> _Instructions for the task_:
Every word of the data must be reproduced in your reply exactly.

---

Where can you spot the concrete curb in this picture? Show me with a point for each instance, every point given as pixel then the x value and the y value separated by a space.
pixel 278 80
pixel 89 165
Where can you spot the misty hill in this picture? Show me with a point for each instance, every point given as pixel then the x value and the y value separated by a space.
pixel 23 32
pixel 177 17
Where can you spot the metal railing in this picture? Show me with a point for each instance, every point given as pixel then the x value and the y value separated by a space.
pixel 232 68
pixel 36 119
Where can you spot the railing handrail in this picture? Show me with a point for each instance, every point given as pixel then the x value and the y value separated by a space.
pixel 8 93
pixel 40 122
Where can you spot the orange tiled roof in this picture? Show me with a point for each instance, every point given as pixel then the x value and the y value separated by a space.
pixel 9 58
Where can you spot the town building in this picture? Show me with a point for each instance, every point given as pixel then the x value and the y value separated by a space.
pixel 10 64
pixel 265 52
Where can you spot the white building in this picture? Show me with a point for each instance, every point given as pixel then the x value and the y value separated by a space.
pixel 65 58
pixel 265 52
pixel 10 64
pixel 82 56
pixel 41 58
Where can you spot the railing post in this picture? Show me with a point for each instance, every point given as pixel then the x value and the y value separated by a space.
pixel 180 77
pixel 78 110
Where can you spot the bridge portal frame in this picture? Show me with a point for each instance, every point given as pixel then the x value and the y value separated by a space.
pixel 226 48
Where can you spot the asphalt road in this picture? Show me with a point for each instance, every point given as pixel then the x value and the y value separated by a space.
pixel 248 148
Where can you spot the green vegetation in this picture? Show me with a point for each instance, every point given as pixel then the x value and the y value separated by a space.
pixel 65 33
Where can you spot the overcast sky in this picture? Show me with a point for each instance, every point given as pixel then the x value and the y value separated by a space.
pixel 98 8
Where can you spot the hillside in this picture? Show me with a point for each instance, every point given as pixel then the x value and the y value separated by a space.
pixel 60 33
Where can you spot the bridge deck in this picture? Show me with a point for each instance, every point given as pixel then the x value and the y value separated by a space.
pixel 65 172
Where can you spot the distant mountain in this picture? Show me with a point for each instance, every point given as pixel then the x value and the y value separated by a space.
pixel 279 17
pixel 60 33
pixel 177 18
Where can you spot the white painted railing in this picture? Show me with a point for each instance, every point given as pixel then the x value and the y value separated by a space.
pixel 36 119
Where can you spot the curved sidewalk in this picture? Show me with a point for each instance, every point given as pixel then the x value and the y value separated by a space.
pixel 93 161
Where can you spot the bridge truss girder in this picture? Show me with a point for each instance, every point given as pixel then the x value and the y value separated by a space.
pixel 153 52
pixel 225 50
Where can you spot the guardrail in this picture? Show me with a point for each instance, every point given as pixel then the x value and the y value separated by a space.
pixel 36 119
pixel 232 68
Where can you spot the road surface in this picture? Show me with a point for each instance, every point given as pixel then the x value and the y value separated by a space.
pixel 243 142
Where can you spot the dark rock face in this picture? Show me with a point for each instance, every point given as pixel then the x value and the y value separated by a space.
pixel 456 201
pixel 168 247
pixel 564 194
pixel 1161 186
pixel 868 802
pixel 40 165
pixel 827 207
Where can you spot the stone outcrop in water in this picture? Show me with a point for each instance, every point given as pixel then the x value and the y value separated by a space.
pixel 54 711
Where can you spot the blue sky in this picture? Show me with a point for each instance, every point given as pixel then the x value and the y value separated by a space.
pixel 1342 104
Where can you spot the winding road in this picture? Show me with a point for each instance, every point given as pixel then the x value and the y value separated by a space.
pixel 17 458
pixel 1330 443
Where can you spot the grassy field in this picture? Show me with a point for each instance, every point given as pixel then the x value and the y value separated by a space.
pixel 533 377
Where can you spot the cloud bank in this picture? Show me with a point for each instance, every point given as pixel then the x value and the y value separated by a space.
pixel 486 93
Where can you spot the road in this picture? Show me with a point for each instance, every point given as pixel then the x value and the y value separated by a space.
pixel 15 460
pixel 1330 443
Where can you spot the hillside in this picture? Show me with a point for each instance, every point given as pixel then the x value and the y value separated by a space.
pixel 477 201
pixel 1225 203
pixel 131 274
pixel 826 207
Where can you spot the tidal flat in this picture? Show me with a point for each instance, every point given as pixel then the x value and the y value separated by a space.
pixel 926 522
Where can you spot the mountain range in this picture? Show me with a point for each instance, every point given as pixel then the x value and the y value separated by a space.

---

> _Written response_:
Where can you spot the concrete curb in this picture? Show me with a point for each instance, every point given as pixel then the x value and the y value separated by a space.
pixel 278 80
pixel 89 165
Where can you spot the misty hill in this picture? Show me with a point for each instance, every point given as pixel then the x value and the y value separated by a space.
pixel 23 32
pixel 177 17
Where can you spot the metal railing in this picture? Show me with a point for each instance, every point given as pixel then the x value and the y value separated by a space.
pixel 232 68
pixel 36 119
Where can you spot the railing handrail in this picture? Show me with a point for each instance, every point given as pixel then the x value and the y value separated by a space.
pixel 8 93
pixel 40 122
Where can you spot the orange tiled roof in this picture? Show me with a point for each instance, every point given as pixel then the x value and the y value separated by a space.
pixel 9 58
Where can you spot the town building in this picture? Show me with a point for each instance, every point given as pixel then the x value and the y value separated by a space.
pixel 10 64
pixel 265 52
Where can you spot the white building in this picture? Show me with a point for each instance, every point given as pixel then the x value and the y value separated by a space.
pixel 65 58
pixel 265 52
pixel 10 64
pixel 82 56
pixel 41 58
Where can you spot the railing post in this picture? Show me with a point for each instance, every point given as pixel then the x value and the y value separated by a space.
pixel 180 77
pixel 78 110
Where can you spot the bridge portal frame in this picture? Show me with a point for each instance, every point given as pixel then the x value and the y value separated by a space.
pixel 226 48
Where can you spot the asphalt road in this picture? Show me with a point for each instance, every point given as pixel then the x value and the y value separated by a space.
pixel 248 148
Where can you spot the green vegetation in this picture? Show me with a point for each instance, every point given as pixel then the x value and the y value separated by a space.
pixel 65 33
Where can you spot the overcast sky in this picture? Show me with a point for each instance, every point given as pixel then the x value and the y value separated by a space.
pixel 98 8
Where can you spot the hillside in this picture? Show me with a point for each instance, every point given as pixel then the x value and the y value separated by a space.
pixel 60 33
Where can you spot the bridge deck in this picture? Show me with a point for each instance, every point given as pixel then the x value and the y value separated by a space.
pixel 65 172
Where can you spot the distant mountain in this picture? Show me with a point for each instance, every point given as pixel then the x value and the y value separated by a space.
pixel 279 17
pixel 60 33
pixel 177 18
Where can you spot the white painted railing in this picture? Show me with a point for each instance, every point given as pixel then the x value and the y value separated by a space.
pixel 36 119
Where can you spot the curved sidewalk in this picture? Show me with a point for each instance, every point given as pixel then the x value and the y value separated by a space.
pixel 93 161
Where can you spot the bridge truss girder in this picture? Show me with a point for each instance, every point given as pixel then the x value and the y value separated by a space.
pixel 153 52
pixel 225 50
Where can you spot the guardrail in this picture? Show me with a point for each instance, every point given as pixel then the x value and the y value separated by a space.
pixel 36 119
pixel 232 68
Where can you spot the road surface in this picture? Show me with a point for each instance, every point given as pixel then the x value and the y value separated by a space.
pixel 243 142
Where can you spot the dark rock face in this picture? Show me with a point for each instance, every point given as pixel then the x value and the y value separated by a space.
pixel 456 201
pixel 168 247
pixel 564 194
pixel 1161 186
pixel 868 802
pixel 40 165
pixel 827 207
Where can you spot the stone outcrop in water in this picture? Show me with a point for each instance, every point given as pixel then the x value and the y value separated by a space.
pixel 54 711
Where can you spot the blue sky in this picture? Show me with a point for each instance, every point given as pixel then the x value and the y value separated by a space.
pixel 1342 104
Where can you spot the winding road in this picture? Show me with a point for each instance, every point given as pixel then the x value and the y value separated by a space.
pixel 17 458
pixel 1330 443
Where can you spot the grassy field in this picture? Show me with a point for each instance, every point given as pixel then the x value and the y value separated by a space.
pixel 533 377
Where can you spot the cloud bank in this picture? Show me with a point for each instance, every point given as pixel then the x value and the y value separated by a space.
pixel 486 93
Where can you spot the road in this picture? Show me with a point for each instance, every point given as pixel then the x value and the y value separated by a space.
pixel 15 460
pixel 1330 443
Where can you spot the hillside in this picture? Show me with a point for each instance, every point given as pixel then the x value and the y value separated by a space.
pixel 477 201
pixel 1225 203
pixel 131 274
pixel 826 207
Where can you spot the tidal flat in this picture? Show me with a point for each instance, every point given as pixel then the x value and the y value separated by a space.
pixel 926 522
Where can you spot the mountain range in this picture? Show me with a point for each instance, every point given as pixel then the x value and the y value separated by a space.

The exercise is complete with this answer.